**Directions for this task**
An exact reproduction of each record is required.

Collection entries
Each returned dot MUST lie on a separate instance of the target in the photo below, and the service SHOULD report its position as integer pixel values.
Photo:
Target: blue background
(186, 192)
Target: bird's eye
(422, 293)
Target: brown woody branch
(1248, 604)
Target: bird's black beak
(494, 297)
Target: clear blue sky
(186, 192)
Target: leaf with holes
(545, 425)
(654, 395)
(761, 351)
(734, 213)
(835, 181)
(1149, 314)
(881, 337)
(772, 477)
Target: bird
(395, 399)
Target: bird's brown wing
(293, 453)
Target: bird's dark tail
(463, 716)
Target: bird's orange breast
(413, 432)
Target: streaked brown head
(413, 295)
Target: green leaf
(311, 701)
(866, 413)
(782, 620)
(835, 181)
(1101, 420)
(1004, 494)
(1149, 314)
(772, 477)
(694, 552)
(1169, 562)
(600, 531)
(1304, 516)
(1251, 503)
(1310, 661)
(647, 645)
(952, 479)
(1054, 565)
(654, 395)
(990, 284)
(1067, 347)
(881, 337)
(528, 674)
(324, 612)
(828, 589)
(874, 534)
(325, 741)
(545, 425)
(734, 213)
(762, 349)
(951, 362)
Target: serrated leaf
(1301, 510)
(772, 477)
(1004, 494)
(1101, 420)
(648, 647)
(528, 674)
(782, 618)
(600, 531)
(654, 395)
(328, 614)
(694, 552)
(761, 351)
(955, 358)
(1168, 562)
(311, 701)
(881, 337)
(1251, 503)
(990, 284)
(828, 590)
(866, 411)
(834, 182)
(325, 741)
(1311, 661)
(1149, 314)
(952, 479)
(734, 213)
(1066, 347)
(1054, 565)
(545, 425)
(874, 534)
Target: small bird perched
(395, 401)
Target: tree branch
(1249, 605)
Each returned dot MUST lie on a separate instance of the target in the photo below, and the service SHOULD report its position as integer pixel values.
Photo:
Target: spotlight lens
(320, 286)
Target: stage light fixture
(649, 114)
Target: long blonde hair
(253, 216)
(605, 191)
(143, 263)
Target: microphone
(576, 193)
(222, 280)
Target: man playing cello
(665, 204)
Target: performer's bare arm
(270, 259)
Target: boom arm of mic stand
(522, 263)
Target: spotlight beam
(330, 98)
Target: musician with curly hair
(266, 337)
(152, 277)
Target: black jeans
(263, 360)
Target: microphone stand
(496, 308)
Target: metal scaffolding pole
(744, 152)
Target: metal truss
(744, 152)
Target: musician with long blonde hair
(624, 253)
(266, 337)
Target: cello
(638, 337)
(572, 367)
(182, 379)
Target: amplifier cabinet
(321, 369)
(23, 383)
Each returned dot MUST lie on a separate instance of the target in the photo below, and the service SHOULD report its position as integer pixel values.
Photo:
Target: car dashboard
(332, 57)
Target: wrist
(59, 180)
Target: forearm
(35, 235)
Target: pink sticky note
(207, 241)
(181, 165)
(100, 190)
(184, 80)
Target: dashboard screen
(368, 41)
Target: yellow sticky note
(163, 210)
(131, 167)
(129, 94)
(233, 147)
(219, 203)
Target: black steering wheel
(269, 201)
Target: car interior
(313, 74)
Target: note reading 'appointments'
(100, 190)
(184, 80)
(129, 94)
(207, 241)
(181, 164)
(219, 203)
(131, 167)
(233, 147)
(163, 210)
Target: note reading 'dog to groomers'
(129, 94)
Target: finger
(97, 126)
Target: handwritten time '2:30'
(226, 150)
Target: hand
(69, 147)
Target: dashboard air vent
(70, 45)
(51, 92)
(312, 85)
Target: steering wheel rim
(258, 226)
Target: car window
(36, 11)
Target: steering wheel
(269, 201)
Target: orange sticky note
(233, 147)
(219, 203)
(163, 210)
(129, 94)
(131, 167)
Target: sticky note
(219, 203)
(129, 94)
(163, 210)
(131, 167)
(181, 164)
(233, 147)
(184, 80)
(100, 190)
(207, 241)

**Result**
Each returned dot MUST lie on a separate instance of the target in the photo below, and the service SHOULD report its position as integer pixel values.
Photo:
Target: blue background
(186, 192)
Target: bird's eye
(422, 293)
Target: brown woody branch
(1248, 604)
Target: bird's black beak
(494, 297)
Target: clear blue sky
(186, 192)
Target: leaf with holes
(545, 425)
(654, 395)
(761, 351)
(734, 213)
(835, 181)
(1149, 314)
(881, 337)
(772, 477)
Target: bird
(395, 399)
Target: bird's brown wing
(293, 453)
Target: bird's dark tail
(463, 716)
Target: bird's orange breast
(413, 432)
Target: streaked brown head
(413, 295)
Target: green leaf
(311, 701)
(866, 413)
(782, 620)
(835, 181)
(1101, 420)
(1004, 494)
(1149, 314)
(772, 477)
(694, 552)
(1169, 562)
(600, 531)
(1304, 516)
(1251, 503)
(1310, 661)
(647, 645)
(952, 479)
(1054, 565)
(654, 395)
(990, 284)
(1067, 347)
(881, 337)
(528, 674)
(324, 612)
(828, 589)
(874, 534)
(325, 741)
(545, 425)
(734, 213)
(762, 349)
(951, 362)
Target: serrated leaf
(1301, 510)
(772, 477)
(1004, 494)
(1101, 420)
(648, 647)
(528, 674)
(782, 618)
(600, 531)
(654, 395)
(328, 614)
(694, 552)
(761, 351)
(955, 358)
(1168, 562)
(311, 701)
(881, 337)
(1251, 503)
(990, 284)
(828, 590)
(866, 411)
(834, 182)
(325, 741)
(1311, 661)
(1149, 314)
(952, 479)
(734, 213)
(1066, 347)
(1054, 565)
(545, 425)
(874, 534)
Target: small bird perched
(395, 401)
Target: tree branch
(1249, 605)
Each returned dot MUST lie on a separate instance of the target in the photo below, and the service SHOULD report its position as integer pixel values.
Photo:
Target: spotlight lens
(320, 286)
Target: stage light fixture
(649, 114)
Target: long blonde hair
(253, 216)
(605, 191)
(143, 263)
Target: microphone
(576, 193)
(222, 280)
Target: man playing cello
(665, 204)
Target: performer's bare arm
(270, 259)
Target: boom arm of mic stand
(522, 263)
Target: spotlight beam
(330, 98)
Target: musician with curly hair
(266, 337)
(152, 277)
Target: black jeans
(263, 360)
Target: microphone stand
(496, 308)
Target: metal scaffolding pole
(744, 152)
Target: metal truss
(744, 152)
Target: musician with long blonde hair
(624, 253)
(266, 337)
Target: cello
(638, 337)
(572, 367)
(182, 379)
Target: amplifier cabinet
(321, 369)
(23, 383)
Each returned dot MUST lie on a separate instance of the target in the photo below, and the service SHOULD report its position as integer pixel values.
Photo:
Target: car dashboard
(332, 57)
Target: wrist
(59, 180)
Target: forearm
(35, 235)
Target: pink sticky note
(207, 241)
(181, 165)
(100, 190)
(184, 80)
Target: dashboard screen
(368, 41)
Target: yellow sticky note
(163, 210)
(131, 167)
(129, 94)
(233, 147)
(219, 203)
Target: black steering wheel
(269, 201)
Target: car interior
(313, 74)
Target: note reading 'appointments'
(100, 190)
(184, 80)
(129, 94)
(207, 241)
(181, 164)
(219, 203)
(131, 167)
(233, 147)
(163, 210)
Target: note reading 'dog to groomers'
(129, 94)
Target: finger
(97, 126)
Target: handwritten time '2:30'
(226, 150)
Target: hand
(69, 147)
Target: dashboard air vent
(70, 45)
(51, 92)
(312, 85)
Target: steering wheel rim
(258, 226)
Target: car window
(36, 11)
Target: steering wheel
(269, 201)
Target: orange sticky note
(233, 147)
(219, 203)
(163, 210)
(129, 94)
(131, 167)
Target: sticky note
(219, 203)
(129, 94)
(163, 210)
(131, 167)
(181, 164)
(233, 147)
(184, 80)
(100, 190)
(207, 241)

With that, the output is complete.